# WORK TO COMPLETE
Reproduce the data below word for word, starting at the line that contains "[locate] the brown" and ending at the line that contains "[locate] the kitten's ear", with both of those lines included. Leave the pictures out of your copy.

# ENTRIES SHOWN
-------------------------
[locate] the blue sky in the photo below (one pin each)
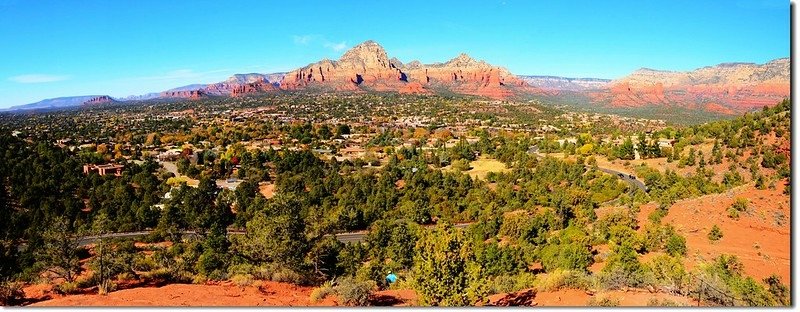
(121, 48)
-------------------------
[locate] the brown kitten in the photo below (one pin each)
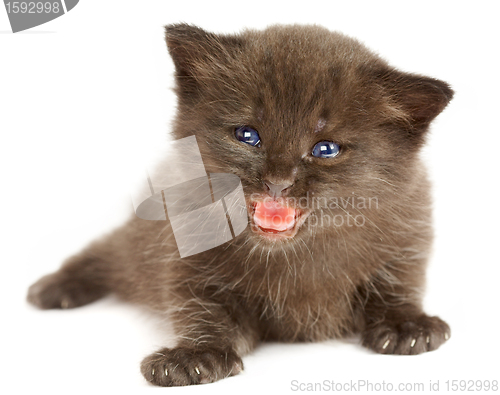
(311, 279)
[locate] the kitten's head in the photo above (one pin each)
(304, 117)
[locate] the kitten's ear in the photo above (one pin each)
-------------------------
# COMPLETE OUTPUT
[locate] the brown kitten in the photo below (one pin each)
(311, 279)
[locate] the kitten's head in the photo above (one pin each)
(304, 117)
[locate] the kitten's ear in the photo above (one pin each)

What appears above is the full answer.